* [EXERCISE TASK A]
Decide whether each statement below agrees with the SSIS best practices article, and for each answer yes or no, quoting the exact words of the article that settle it. (i) The default value of EngineThreads is 10. (ii) MaxConcurrentExecutables can override precedence constraints between tasks. (iii) Turning logging on or off with the LoggingMode property requires modifying the package.
* [EXERCISE TASK B]
Carry on writing the SSIS best practices article from its last sentence onward, in the same style.

══ PROVIDED TEXT

Posts

SSIS Best Practices

SSIS represents a complete rewrite of its early predecessor Data Transformation Services. Usability, parallelism and performance have all been vastly improved over the years resulting in an SQL Server component aimed at high-volume, high-performance ETL applications. Here are several additional tuning steps that can further increase SSIS performance for your particular jobs.

Managing Parallel Execution

MaxConcurrentExecutables and EngineThreads are two SSIS properties used to optimize SSIS’ parallel execution capabilities. The first specifies the number of data flow tasks that are run in parallel by the SSIS runtime engine. Its default value is -1, which allocates an amount of threads equal to the number of processors/cores plus 2. If the value of MaxConcurrentExecutables is less than the number of parallel tasks available, only those number of tasks run simultaneously. When one completes, another is added.

EngineThreads limits the number of source and worker threads used to execute the data flow tasks in the data flow pipeline engine. Thus, its effect is “nested” within the overall data flow parallelism influenced by MaxConcurrentExecutables. Its default value is 10, which indicates up to 10 data source and 10 worker threads will be allocated.

In order to tune these values for an ETL job, turn on PipelineExecutionTrees event logging, which tells you how many execution trees are used per data flow task. Use this number to fine-tune the setting of EngineThreads.

One caveat here is that these values cannot override precedence constraints between tasks, which may decrease the amount of execution parallelism available.

Use Logging Judiciously

SSIS logging is very helpful in tracking down bugs in package code or for monitoring packages already debugged and deployed. It allows exclusive selection of events of interest and permits logging them to any of several destinations.

The LoggingMode property within a package enables and disables logging easily without package modification. Use it wisely as logging adds additional SSIS runtime overhead. Be aware also that a decrease in performance because of excessive logging may mask race conditions in code execution, which is typically the opposite effect that is desired when debugging intermittent package problems.

Taking Pressure Off TempDB and the Transaction Log

During high volume data transfers, changing the defaults for two SSIS settings will avoid uncontrolled growth of the transaction log and tempdb memory usage. By default, Rows per batch and Maximum insert commit size are set to maximum values of -1 and 2 GB, respectively. The first value permits all data rows to be processed as a single batch, whereas the second specifies whether all rows in the data transfer are to be committed in one go. Thus, for high volume transfers, set these to more reasonable values to match your execution environment.

════
══ INFORMATION SUPPLIED

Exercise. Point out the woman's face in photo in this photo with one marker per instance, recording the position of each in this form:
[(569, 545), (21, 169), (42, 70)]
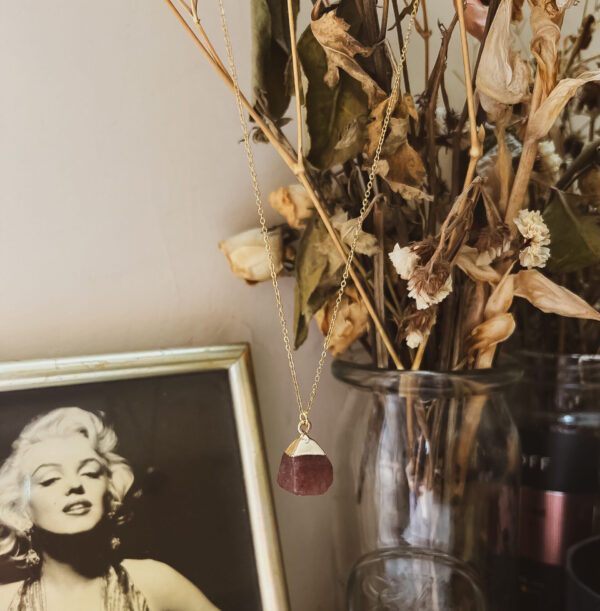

════

* [EXPECTED ANSWER A]
(i) Yes: "Its default value is 10, which indicates up to 10 data source and 10 worker threads will be allocated."
(ii) No: "these values cannot override precedence constraints between tasks"
(iii) No: "The LoggingMode property within a package enables and disables logging easily without package modification."

* [EXPECTED ANSWER B]
Avoiding Defragmentation When Loading Large Data Volumes with Keys

When transferring several to hundreds of millions of rows from one table to another, you may experience a sharp slowdown in execution if the data contains a large number of clustered or non-clustered indices. Such fragmentation may reach as high as 90 percent.

It is possible to periodically halt the transfer and rebuild the indices, but a more efficient solution is to drop the indices completely, turn the target table into a heap and transfer all remaining data to this heap. Once the raw transfer is complete, rebuild the indices. This will decrease the overall execution time of the entire transfer several fold.

Save Time with Checkpoints

The Checkpoint features lets a package restart from the last point at which it failed instead of from the very beginning. When a Checkpoint is enabled on a package, execution status is logged to the file named in the CheckpointFileName property. Deleting this file will cause the package to start from the beginning.

Additionally, set CheckpointUsage, SaveCheckpoints on the package and FailPackageOnFailure for data flow tasks you want to have restart capability. Note that Checkpoint only works at the package level and not inside data flow tasks, which will start at the beginning of their internal sequence.

When performing long, high-volume ETL operations, Checkpoint can save many hours. It also is a great assist in debugging new packages. In the latter case, use it in conjunction with the Boolean DelayValidation property, which controls SSIS early and late validation of packages and components prior to execution.

Conclusion

SQL Server Integration Services’ creates data warehouses for the purpose of high-volume data ETL operations. The focal point of SSIS development is an SSIS package, created within Business Intelligence Development Studio. Packages are used for various workflows including data cleansing, standardization, integration and administrative tasks.

At the package, task and system levels, there are a number of tweaks possible to optimize SSIS performance to the job at hand or to assist the debugging of new or modified packages. Always bear in mind, that these tips are not hard and fast rules due to internal SSIS dynamic optimizations that happen at runtime. Thorough testing and monitoring is always a wise approach when applying these practices to your particular tasks.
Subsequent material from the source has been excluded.